▶ **Task to complete**: Each entry in the listing below should be restated word for word.

==============================

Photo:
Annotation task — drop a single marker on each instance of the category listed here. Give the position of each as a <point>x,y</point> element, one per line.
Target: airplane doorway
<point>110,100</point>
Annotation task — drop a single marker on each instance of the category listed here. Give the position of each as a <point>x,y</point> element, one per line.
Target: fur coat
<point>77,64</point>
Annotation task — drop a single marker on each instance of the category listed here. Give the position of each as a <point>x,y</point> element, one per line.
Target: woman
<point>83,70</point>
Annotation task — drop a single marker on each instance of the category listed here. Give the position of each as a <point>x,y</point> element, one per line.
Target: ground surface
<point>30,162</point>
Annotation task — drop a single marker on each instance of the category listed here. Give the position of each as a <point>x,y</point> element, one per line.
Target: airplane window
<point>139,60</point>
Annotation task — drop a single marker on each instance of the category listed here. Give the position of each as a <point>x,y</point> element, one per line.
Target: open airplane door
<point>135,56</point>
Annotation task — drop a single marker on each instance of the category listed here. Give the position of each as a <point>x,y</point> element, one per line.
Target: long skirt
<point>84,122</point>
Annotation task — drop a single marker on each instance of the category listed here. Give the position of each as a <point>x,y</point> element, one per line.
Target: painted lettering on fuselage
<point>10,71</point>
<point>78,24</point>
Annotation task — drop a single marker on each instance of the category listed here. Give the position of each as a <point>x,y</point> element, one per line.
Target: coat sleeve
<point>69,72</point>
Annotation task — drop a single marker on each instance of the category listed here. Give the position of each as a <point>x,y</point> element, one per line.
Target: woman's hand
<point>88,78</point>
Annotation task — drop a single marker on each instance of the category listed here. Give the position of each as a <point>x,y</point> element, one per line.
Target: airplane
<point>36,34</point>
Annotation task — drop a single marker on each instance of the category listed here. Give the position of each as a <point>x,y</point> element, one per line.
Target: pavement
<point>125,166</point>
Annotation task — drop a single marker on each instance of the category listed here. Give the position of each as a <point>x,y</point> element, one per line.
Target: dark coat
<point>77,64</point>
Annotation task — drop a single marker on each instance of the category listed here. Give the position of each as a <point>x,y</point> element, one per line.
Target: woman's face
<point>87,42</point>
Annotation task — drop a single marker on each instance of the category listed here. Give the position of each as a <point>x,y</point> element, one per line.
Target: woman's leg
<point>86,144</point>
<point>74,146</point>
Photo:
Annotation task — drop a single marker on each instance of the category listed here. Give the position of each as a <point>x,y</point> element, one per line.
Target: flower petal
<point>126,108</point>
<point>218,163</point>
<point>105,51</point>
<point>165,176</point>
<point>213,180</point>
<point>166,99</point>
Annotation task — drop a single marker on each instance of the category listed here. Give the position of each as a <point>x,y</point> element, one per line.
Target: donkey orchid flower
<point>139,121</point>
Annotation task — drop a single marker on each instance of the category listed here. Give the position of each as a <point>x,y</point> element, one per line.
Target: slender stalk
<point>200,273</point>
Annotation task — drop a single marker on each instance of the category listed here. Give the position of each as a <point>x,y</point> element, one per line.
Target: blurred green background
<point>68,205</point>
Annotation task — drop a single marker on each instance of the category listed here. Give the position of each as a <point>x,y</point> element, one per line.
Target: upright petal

==============================

▶ **Worked solution**:
Photo:
Annotation task — drop a single marker on each instance of the category listed here. Give the position of each as a <point>x,y</point> element, one per line.
Target: airplane doorway
<point>110,100</point>
Annotation task — drop a single marker on each instance of the category listed here. Give the position of each as a <point>x,y</point> element, one per line.
Target: fur coat
<point>77,64</point>
Annotation task — drop a single marker on each instance of the category listed here. Give the position of each as a <point>x,y</point> element, one per line.
Target: woman
<point>83,70</point>
Annotation task — drop a single marker on each instance of the category listed here. Give the position of each as a <point>x,y</point> element, one per line.
Target: ground surface
<point>30,162</point>
Annotation task — drop a single marker on each instance of the category listed here. Give the position of each as a <point>x,y</point> element, one per line.
Target: airplane window
<point>139,60</point>
Annotation task — drop a single marker on each instance of the category listed here. Give the position of each as a <point>x,y</point> element, one per line.
Target: open airplane door
<point>135,56</point>
Annotation task — drop a single marker on each instance of the category listed here. Give the position of each as a <point>x,y</point> element, one per line.
Target: long skirt
<point>84,122</point>
Annotation task — drop a single marker on each instance of the category listed here. Give the position of each as a <point>x,y</point> element, one per line.
Target: painted lettering on fuselage
<point>10,71</point>
<point>78,24</point>
Annotation task — drop a single marker on each instance of the category listed here. Give the position of each as a <point>x,y</point> element, one per line.
Target: coat sleeve
<point>69,72</point>
Annotation task — drop a single marker on each instance of the category listed here. Give the position of each as a <point>x,y</point> element, one per line.
Target: woman's hand
<point>88,78</point>
Annotation task — drop a single marker on each instance of the category listed here. Give the position of each as a <point>x,y</point> element, one per line.
Target: airplane
<point>36,34</point>
Annotation task — drop a single marker on each instance of the category listed here. Give the position of each as a <point>x,y</point> element, one per line.
Target: pavement
<point>125,166</point>
Annotation task — drop a single marker on each instance of the category listed here. Give the position of each as a <point>x,y</point> element, one per line.
Target: dark coat
<point>77,64</point>
Annotation task — drop a single marker on each instance of the category listed here. Give the position of each as a <point>x,y</point> element, one per line.
Target: woman's face
<point>87,42</point>
Annotation task — drop a single marker on each instance of the category listed here. Give the position of each as a <point>x,y</point> element, one per line.
Target: woman's leg
<point>86,144</point>
<point>74,146</point>
Photo:
Annotation task — drop a single marker on each instance of the category listed here. Give the position of each as a <point>x,y</point> element, one per line.
Target: flower petal
<point>126,108</point>
<point>218,163</point>
<point>105,51</point>
<point>165,176</point>
<point>213,180</point>
<point>166,99</point>
Annotation task — drop a single marker on each instance of the category listed here. Give the position of each as a <point>x,y</point> element, one per line.
Target: donkey orchid flower
<point>139,121</point>
Annotation task — drop a single marker on each instance of the category listed here. Give the position of each as a <point>x,y</point> element, one per line.
Target: slender stalk
<point>200,273</point>
Annotation task — drop a single marker on each instance of the category listed here. Give the position of each as a <point>x,y</point> element, one per line.
Target: blurred green background
<point>68,205</point>
Annotation task — drop a single marker on each instance of the category listed here. Give the position of each as a <point>x,y</point> element, one per line.
Target: upright petal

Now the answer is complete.